Task objective ▸ Scale the items from the line with "locate the weathered" to the line with "73, 307, 90, 331", both included, and write every line out again. Keep the wording of each item as it is, but multiply each bounding-box coordinate in the answers by 0.55 and round to whole numbers, with halves rounded up.

Given records ▸
☆ ☆ ☆

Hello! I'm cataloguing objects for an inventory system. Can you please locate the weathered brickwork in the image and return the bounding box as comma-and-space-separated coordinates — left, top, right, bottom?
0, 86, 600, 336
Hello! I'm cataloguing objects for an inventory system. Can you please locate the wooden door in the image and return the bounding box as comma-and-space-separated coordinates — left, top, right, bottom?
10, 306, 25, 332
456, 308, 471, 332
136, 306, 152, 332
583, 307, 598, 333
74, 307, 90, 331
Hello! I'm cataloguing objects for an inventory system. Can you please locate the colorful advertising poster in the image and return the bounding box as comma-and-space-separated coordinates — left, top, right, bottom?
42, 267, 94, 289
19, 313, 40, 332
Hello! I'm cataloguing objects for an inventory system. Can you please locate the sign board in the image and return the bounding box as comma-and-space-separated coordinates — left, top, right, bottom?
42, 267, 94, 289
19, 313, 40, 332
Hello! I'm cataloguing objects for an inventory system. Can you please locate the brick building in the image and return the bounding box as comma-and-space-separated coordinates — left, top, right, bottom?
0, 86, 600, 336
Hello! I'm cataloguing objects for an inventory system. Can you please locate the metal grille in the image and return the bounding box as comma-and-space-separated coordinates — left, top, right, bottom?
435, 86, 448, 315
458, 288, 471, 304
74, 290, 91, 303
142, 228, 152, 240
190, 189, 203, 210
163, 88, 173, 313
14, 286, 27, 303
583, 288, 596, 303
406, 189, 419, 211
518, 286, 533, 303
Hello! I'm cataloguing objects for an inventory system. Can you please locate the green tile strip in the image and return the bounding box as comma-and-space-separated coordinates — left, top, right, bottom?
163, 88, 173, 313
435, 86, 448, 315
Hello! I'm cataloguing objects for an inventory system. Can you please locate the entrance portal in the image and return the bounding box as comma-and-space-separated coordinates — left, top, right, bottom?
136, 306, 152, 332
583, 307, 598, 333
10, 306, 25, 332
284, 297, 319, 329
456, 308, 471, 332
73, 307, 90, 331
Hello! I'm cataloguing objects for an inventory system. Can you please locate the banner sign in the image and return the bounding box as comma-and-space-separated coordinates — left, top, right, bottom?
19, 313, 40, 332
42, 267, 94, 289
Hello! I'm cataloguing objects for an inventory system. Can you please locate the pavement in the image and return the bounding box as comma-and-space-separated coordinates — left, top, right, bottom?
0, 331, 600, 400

☆ ☆ ☆

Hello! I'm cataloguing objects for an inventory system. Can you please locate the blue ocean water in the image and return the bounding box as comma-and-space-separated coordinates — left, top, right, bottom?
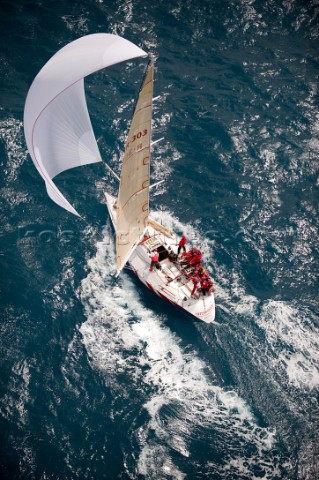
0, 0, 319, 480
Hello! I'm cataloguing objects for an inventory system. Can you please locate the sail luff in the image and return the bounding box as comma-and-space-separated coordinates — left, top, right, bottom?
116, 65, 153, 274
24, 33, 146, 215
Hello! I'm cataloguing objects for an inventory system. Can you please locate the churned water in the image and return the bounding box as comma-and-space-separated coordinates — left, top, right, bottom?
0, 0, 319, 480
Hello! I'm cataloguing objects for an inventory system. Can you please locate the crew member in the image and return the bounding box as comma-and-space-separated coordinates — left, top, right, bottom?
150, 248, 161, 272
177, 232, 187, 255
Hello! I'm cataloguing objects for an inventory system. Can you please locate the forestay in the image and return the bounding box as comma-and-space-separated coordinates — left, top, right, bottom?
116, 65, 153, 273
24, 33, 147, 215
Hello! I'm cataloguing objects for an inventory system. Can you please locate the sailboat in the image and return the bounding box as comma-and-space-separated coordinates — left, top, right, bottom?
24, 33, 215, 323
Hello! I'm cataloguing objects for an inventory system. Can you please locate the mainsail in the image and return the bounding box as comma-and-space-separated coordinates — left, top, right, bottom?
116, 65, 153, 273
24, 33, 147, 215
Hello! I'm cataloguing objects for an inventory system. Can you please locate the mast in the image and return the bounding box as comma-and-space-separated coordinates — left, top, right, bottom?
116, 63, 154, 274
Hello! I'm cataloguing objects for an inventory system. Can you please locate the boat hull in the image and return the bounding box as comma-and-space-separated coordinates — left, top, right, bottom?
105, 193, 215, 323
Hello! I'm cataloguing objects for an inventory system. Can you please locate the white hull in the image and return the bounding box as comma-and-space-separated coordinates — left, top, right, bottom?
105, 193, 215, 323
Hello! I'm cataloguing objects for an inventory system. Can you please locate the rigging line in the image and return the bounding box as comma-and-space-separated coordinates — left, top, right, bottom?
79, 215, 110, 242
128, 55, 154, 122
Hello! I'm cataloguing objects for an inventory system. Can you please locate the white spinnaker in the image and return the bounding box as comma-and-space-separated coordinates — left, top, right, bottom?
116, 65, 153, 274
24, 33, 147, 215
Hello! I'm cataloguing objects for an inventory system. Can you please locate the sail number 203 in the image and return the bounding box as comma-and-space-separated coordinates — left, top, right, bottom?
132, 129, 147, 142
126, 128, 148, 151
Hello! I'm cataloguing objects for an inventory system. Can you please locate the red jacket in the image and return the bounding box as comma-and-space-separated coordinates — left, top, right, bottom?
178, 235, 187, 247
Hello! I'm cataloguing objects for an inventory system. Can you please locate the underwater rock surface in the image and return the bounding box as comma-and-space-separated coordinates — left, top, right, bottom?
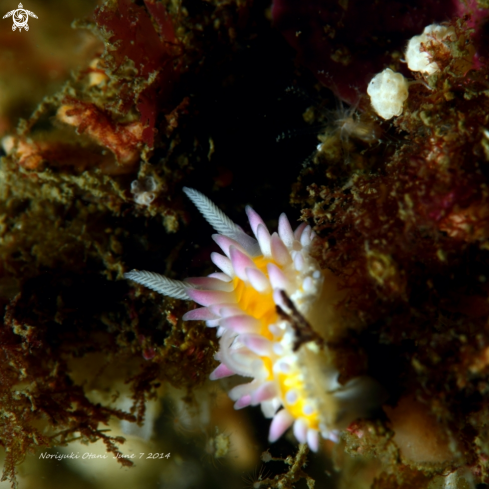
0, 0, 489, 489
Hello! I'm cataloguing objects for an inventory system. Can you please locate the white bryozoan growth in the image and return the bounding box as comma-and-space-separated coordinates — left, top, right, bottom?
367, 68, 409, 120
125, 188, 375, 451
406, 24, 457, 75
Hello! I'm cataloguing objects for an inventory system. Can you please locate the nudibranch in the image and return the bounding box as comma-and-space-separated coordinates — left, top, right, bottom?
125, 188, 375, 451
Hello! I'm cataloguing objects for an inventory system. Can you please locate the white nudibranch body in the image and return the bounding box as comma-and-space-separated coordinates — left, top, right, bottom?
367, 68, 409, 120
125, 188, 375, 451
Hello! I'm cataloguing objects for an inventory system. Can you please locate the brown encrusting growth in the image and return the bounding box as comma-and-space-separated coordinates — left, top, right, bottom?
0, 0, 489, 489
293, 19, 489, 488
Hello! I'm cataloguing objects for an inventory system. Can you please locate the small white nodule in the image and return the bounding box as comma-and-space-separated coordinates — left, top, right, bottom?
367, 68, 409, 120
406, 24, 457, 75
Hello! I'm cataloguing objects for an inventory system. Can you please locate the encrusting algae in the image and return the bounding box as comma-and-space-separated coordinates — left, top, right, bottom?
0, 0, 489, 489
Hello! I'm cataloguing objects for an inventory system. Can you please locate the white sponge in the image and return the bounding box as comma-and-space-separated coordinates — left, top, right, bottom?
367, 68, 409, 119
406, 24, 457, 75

☆ ☆ ☆

Solution for this exercise ▸
Hello! I'm cataloguing objects for an inventory system. Can you please locate the weathered brickwork in the image and return the bounding box as comma-and-space-separated coordinates — left, top, right, bottom?
0, 47, 330, 185
Hello! I'm cataloguing objects for an inventory system. Can you please locate the wooden door in the image and return the bounding box as comma-and-space-separated coordinates — left, top, right, bottom?
6, 168, 14, 183
251, 169, 259, 183
75, 168, 84, 183
321, 169, 329, 183
41, 169, 50, 182
Hello! I'm cataloguing objects for an inventory system. Can you please locate the colorful advertising poster in the image and return the bounding box as comma-and-space-separated coordinates — left, top, right, bottom?
23, 147, 52, 159
10, 172, 22, 183
Hello! I'm cataloguing objects for an inventory system. Can you please locate the sign board in the image and return the bounding box as comma-and-space-separated coordinates — left, top, right, bottom?
23, 147, 52, 159
10, 172, 22, 183
Hello! I'm cataloguing objects for an inventory system. Can you please locate the brick building in the image and return the bounding box as comma-and-space-separated coordinates — left, top, right, bottom?
0, 47, 330, 185
Hello! I'm cataloguing objects for an inventory system. Can you please locate the metal grille in the image and return the bounding box as comma-and-space-separated coordinates — left, top, right, bottom?
239, 47, 246, 173
252, 158, 259, 167
41, 160, 50, 167
78, 125, 84, 132
105, 104, 112, 116
90, 48, 95, 172
8, 157, 15, 167
321, 158, 328, 167
223, 104, 230, 116
285, 157, 293, 167
Hello! I'm cataloguing objects for an inventory system. Can you please locate the green tile strip in the image and return the bounding box as comma-and-space-separated coordinates — left, top, right, bottom?
90, 48, 95, 172
239, 47, 246, 173
Hello! I'm cataloguing objects for an inventory system. Can you please locate the entrance portal in the image and return the bounding box as comma-and-space-separated coordinates — left, top, right, bottom?
75, 168, 84, 183
321, 169, 329, 183
6, 168, 14, 183
156, 163, 175, 181
251, 169, 259, 183
40, 169, 50, 182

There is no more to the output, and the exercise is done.